Outline records:
□ □ □ □ □

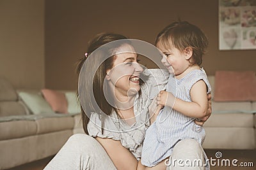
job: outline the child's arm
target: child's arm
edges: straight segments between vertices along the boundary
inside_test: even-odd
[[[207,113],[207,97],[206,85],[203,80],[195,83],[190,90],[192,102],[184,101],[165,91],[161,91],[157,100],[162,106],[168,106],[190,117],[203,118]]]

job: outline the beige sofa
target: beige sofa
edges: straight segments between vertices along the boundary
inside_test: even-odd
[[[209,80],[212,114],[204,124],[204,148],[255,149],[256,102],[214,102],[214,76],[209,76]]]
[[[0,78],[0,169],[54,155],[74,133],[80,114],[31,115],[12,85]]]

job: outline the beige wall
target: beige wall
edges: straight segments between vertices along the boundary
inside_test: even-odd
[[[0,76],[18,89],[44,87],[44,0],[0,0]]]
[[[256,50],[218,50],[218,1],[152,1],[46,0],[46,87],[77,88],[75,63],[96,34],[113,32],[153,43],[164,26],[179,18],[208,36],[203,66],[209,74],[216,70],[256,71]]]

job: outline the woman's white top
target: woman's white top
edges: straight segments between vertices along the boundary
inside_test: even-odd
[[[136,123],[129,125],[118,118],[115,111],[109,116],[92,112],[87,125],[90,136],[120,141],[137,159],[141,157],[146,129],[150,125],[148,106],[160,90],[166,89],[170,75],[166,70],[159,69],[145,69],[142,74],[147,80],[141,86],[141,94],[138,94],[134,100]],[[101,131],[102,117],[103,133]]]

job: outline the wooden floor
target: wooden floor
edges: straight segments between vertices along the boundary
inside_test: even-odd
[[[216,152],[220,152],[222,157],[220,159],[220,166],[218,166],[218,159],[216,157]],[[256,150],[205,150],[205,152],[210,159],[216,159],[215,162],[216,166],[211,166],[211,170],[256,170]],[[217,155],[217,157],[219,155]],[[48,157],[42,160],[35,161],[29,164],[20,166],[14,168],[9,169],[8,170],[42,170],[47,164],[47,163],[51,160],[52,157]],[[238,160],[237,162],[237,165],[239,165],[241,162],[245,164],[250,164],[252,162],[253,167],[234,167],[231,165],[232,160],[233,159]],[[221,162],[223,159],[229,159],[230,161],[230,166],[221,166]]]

□ □ □ □ □

Omit the pictures. Output every record above word for word.

- [Solution for this exercise]
job: outline the child's arm
target: child's arm
edges: straight segments between vertices along the boundary
inside_test: even-odd
[[[207,113],[207,97],[206,85],[203,80],[195,83],[190,90],[192,102],[184,101],[165,91],[161,91],[157,100],[162,106],[168,106],[190,117],[203,118]]]

job: outline the beige sofa
target: beige sofa
edges: straight segments between vertices along the boundary
inside_test: even-odd
[[[209,80],[212,114],[204,124],[204,148],[255,149],[256,102],[214,102],[214,76],[209,76]]]
[[[0,78],[0,169],[54,155],[74,133],[80,114],[31,115],[12,85]]]

job: outline the beige wall
target: beige wall
edges: straight segments between vertices along the boundary
inside_test: even-odd
[[[0,76],[18,89],[44,87],[44,0],[0,0]]]
[[[256,50],[218,50],[218,1],[152,1],[46,0],[46,87],[77,88],[75,63],[96,34],[113,32],[153,43],[164,26],[179,18],[208,36],[203,66],[209,74],[216,70],[256,71]]]

job: outline the woman's white top
target: woman's white top
edges: straight segments between vertices along the boundary
inside_test: even-odd
[[[136,123],[129,125],[118,118],[115,111],[109,116],[92,112],[87,125],[90,136],[120,141],[137,159],[141,157],[146,129],[150,125],[148,106],[160,90],[166,89],[170,75],[166,70],[159,69],[145,69],[142,74],[147,80],[141,86],[141,94],[138,94],[134,100]],[[101,131],[102,117],[103,133]]]

job: outline the wooden floor
target: wooden floor
edges: straight segments between vertices along the boundary
inside_test: even-odd
[[[216,152],[220,152],[222,157],[220,159],[220,166],[218,166],[218,159],[216,157]],[[256,150],[205,150],[205,152],[210,159],[216,159],[215,162],[216,166],[211,166],[211,170],[256,170]],[[217,155],[217,157],[219,155]],[[48,157],[42,160],[35,161],[29,164],[20,166],[14,168],[9,169],[8,170],[42,170],[47,164],[47,163],[51,160],[52,157]],[[238,160],[237,162],[237,165],[239,165],[241,162],[245,164],[250,164],[252,162],[253,167],[234,167],[231,165],[232,160],[233,159]],[[221,162],[223,159],[229,159],[230,161],[230,166],[221,166]]]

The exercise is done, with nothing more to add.